-- Set of tasks --
a) In the IMF release on Norway, what was the registered unemployment rate in June?
b) Copy the IMF release on Norway from "Downside risks remain." up to and including "the mainland economy.".
c) Proceed with the IMF release on Norway, picking up from its last sentence.

-- Passage to read --

((

Chapter News

IMF Executive Board Concludes 2015 Article IV Consultation with Norway

On September 4, 2015, the Executive Board of the International Monetary Fund (IMF) concluded the Article IV consultation1 with Norway.

The Norwegian economy performed well in 2014 despite the sharp fall in oil prices toward the end of the year. Mainland (i.e. non-oil) GDP grew at 2.2 percent, with weaker investment demand being offset by stronger government consumption. Unemployment stayed at a low level in 2014, but has recently edged up to 4.5 percent in June according to the labor force survey. The registered unemployment rate is lower at 2.9 percent in June and more stable, having risen only 0.1 percentage points since June 2014. Inflation has been stable and close to the 2.5 percent target, helped by moderate wage growth. The exchange rate depreciated significantly in late 2014 and early 2015 with the decline in oil prices, pushing up prices of imported consumer goods. Meanwhile, house prices are rising rapidly again, albeit with large regional dispersion.

The 2014 structural non-oil deficit was 2.9 percent of Government Pension Fund Global (GPFG) assets and 5.8 percent of trend mainland GDP. This is below the deficit permitted under the authorities’ fiscal policy rule, but it still implies a positive fiscal impulse due to strong growth in GPFG assets. Banks’ profitability has been solid and banks have strengthened their capital ratios, but reliance on wholesale funding continues. This makes banks vulnerable to turbulence in global financial markets.

The near term outlook has weakened due to lower oil prices. Mainland GDP growth is projected to slow to 1.3 percent this year with weaker private investment and consumption as demand for mainland inputs to offshore sector declines. Looking further ahead, the medium and longer term presents challenges of managing a transition away from the oil-dependent growth model. With oil investment expected to decline further, resources need to shift from supplying the oil and gas sector and move toward other tradable sectors or exports of oil-related goods and services. Unemployment will likely increase in the process, and common currency unit labor costs will need to adjust downward from the current high level to facilitate this transition.

Downside risks remain. Deceleration of global demand or excess oil and gas supply could lead to a protracted period of low oil prices, which would undercut growth through a further reduction in the oil-related demand for mainland goods and services. A significant reduction in property prices could also occur, which could depress private demand. In addition, there is the risk that the expected decline in oil-related output in the mainland economy would not be offset by a pick-up elsewhere in the mainland economy.

Executive Board Assessment2

Executive Directors commended Norway’s strong economic performance last year with steady growth, low inflation, and low unemployment. However, they noted that the near-term outlook has weakened, with lower oil prices and an ongoing slowdown in offshore investment, while risks in the housing and financial sectors present a challenge. Directors urged vigilance and prudent policies to safeguard growth and financial stability. They also highlighted the need for reforms to raise productivity and transition away from the oil-dependent growth model.

))

-- Data lines --

((

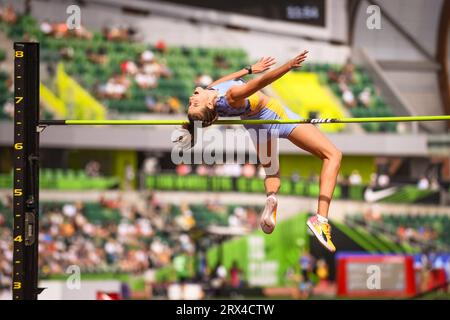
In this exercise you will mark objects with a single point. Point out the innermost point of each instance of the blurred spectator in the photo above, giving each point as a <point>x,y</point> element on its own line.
<point>322,270</point>
<point>349,98</point>
<point>128,67</point>
<point>355,178</point>
<point>8,15</point>
<point>203,80</point>
<point>92,168</point>
<point>365,97</point>
<point>221,62</point>
<point>67,53</point>
<point>383,180</point>
<point>147,56</point>
<point>161,46</point>
<point>248,170</point>
<point>118,33</point>
<point>202,170</point>
<point>306,264</point>
<point>183,169</point>
<point>423,183</point>
<point>97,57</point>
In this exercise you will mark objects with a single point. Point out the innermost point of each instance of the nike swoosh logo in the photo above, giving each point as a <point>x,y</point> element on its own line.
<point>374,196</point>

))

-- Responses for each task --
a) 2.9 percent

b)
Downside risks remain. Deceleration of global demand or excess oil and gas supply could lead to a protracted period of low oil prices, which would undercut growth through a further reduction in the oil-related demand for mainland goods and services. A significant reduction in property prices could also occur, which could depress private demand. In addition, there is the risk that the expected decline in oil-related output in the mainland economy would not be offset by a pick-up elsewhere in the mainland economy.

c)
Directors supported the current monetary policy stance, while urging a careful monitoring of inflation and financial stability risks. They agreed that monetary policy should be the first line of defense if growth turns out significantly weaker than projected, as long as inflation expectations remain well anchored. They recommended the timely implementation of macro-prudential measures to contain rising household credit, in order to leave room for monetary policy to support growth while pursuing the inflation target.

Directors noted that fiscal policy this year is broadly appropriate given the projected slowdown. A number of Directors also considered that maintaining the fiscal impulse next year would be appropriate in view of the risks to economic growth. Over the medium term, a more neutral stance would be necessary to allow the shift of resources to other tradable industries.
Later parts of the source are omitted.